▶ Задания:
1. В каком году, согласно источнику, был опубликован «Сашка»?
2. Перепишите фрагмент источника от «3. Завтрашний читатель, видимо, будет» до «сам завтрашний читатель?», заменив «читатель» на «зритель».

══ Источник ══

3. Завтрашний читатель, видимо, будет прежде всего интересоваться произведениями, написанными завтра. Ведь читатель больше всего привержен к литературе, отображающей проблематику своей современности. Полагаю, что к тому времени читатели будут располагать уже достаточным опытом в анализе процессов революционных перемен, процессов перестройки человеческой психики, взглядов, отношений, а потому качественных произведений будет гораздо больше, чем сегодня.
Но каков будет сам завтрашний читатель?
Во всяком случае, передо мной и моими коллегами стоит задача писать так, чтобы наши книги успешно конкурировали со всеми новшествами, включая ТВ, дискотеки, видеотеки...

Вячеслав КОНДРАТЬЕВ
1. Видимо, мне легче, чем другим, вспомнить пору своего дебюта и проблемы, стоявшие передо мной, так как было все это сравнительно недавно, ведь «Сашка» написан был в конце 1974 года, а опубликован в 1979-м.
Я упустил время «оттепели». Наверно, не созрел еще ни как писатель, ни как просто человек. Но те годы подъема общественного сознания и та литература, которая появилась, заставили и многое пересмотреть, и многое передумать, и, пожалуй, только тогда, увидев воочию силу правды в литературе, я всерьез задумался о том, что теперь-то смогу я, наверно, рассказать о своей войне, которая мучила и не давала покоя долгие годы и рассказать о которой я не имел никакой возможности в годы культа. Но, повторяю, я был не готов. Во-первых, не было особой уверенности в своих способностях, во-вторых, не было никакого опыта писания прозы (были лишь попытки в драматургии), и я совершенно не знал, в какой форме писать, потому что те триста страниц на машинке, которые я выхлестнул из себя в начале шестидесятых, художественного значения не представляли, что я прекрасно понимал.

═══
══ Исходные данные ══

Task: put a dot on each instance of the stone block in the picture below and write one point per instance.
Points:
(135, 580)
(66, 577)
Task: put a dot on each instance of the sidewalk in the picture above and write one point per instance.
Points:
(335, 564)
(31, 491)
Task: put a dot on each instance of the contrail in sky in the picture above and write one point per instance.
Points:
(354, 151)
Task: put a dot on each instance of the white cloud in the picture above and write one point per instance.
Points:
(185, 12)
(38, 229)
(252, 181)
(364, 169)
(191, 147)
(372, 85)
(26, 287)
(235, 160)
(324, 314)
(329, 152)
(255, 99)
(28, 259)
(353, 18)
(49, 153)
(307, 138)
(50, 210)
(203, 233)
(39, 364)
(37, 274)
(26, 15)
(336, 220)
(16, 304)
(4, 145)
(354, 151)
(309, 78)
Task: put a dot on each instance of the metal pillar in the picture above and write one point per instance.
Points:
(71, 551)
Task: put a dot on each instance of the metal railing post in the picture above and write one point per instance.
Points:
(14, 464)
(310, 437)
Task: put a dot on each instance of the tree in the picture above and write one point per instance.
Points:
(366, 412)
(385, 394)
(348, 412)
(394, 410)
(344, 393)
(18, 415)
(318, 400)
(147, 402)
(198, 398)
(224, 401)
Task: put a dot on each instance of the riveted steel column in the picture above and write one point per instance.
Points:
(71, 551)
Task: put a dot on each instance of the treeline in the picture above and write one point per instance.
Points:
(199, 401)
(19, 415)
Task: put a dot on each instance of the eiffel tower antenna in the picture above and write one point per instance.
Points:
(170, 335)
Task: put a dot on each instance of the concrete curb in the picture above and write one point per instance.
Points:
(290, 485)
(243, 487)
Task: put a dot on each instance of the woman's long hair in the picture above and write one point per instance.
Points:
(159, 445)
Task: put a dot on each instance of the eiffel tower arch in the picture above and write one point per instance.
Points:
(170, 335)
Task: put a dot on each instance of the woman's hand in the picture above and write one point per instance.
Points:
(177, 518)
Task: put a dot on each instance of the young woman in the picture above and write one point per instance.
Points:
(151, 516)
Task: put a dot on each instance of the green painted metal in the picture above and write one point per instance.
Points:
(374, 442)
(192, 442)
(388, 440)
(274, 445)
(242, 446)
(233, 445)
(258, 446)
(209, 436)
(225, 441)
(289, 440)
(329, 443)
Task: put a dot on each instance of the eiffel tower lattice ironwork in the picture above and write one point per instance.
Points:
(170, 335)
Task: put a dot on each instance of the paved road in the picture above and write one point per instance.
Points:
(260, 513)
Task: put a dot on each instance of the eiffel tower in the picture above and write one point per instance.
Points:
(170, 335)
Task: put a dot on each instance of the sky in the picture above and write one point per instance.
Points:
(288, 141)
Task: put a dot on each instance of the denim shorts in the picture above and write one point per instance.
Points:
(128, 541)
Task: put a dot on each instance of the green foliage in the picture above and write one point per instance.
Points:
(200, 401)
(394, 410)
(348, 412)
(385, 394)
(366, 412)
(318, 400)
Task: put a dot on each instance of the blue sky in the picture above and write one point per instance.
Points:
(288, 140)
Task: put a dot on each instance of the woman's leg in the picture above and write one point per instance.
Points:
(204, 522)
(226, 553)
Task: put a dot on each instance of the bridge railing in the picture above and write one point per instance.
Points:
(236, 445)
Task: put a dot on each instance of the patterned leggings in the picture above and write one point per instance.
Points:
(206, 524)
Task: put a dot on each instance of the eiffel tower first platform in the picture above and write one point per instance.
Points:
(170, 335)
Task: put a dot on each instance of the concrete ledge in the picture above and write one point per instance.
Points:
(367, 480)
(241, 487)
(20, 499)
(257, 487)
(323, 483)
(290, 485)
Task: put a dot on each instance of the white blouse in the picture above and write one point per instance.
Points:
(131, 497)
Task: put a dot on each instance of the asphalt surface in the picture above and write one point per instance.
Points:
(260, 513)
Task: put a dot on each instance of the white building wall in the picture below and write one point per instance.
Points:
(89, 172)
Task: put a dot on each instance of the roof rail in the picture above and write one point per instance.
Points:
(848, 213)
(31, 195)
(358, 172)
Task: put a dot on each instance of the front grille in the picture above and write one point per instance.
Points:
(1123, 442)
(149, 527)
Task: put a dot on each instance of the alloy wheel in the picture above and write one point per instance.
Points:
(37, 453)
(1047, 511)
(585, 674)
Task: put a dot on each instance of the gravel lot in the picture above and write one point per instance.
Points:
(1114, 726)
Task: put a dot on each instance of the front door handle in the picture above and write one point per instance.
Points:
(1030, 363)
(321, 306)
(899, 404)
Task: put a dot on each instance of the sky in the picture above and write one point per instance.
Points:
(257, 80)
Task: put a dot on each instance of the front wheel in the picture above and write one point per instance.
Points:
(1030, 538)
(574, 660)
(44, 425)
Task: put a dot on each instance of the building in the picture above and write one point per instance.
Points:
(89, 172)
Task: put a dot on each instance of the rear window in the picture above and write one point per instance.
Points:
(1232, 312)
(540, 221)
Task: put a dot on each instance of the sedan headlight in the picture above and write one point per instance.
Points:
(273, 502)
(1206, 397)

═══

▶ Ответы к заданиям:
1. В 1979 году.

2.
3. Завтрашний зритель, видимо, будет прежде всего интересоваться произведениями, написанными завтра. Ведь зритель больше всего привержен к литературе, отображающей проблематику своей современности. Полагаю, что к тому времени читатели будут располагать уже достаточным опытом в анализе процессов революционных перемен, процессов перестройки человеческой психики, взглядов, отношений, а потому качественных произведений будет гораздо больше, чем сегодня.
Но каков будет сам завтрашний зритель?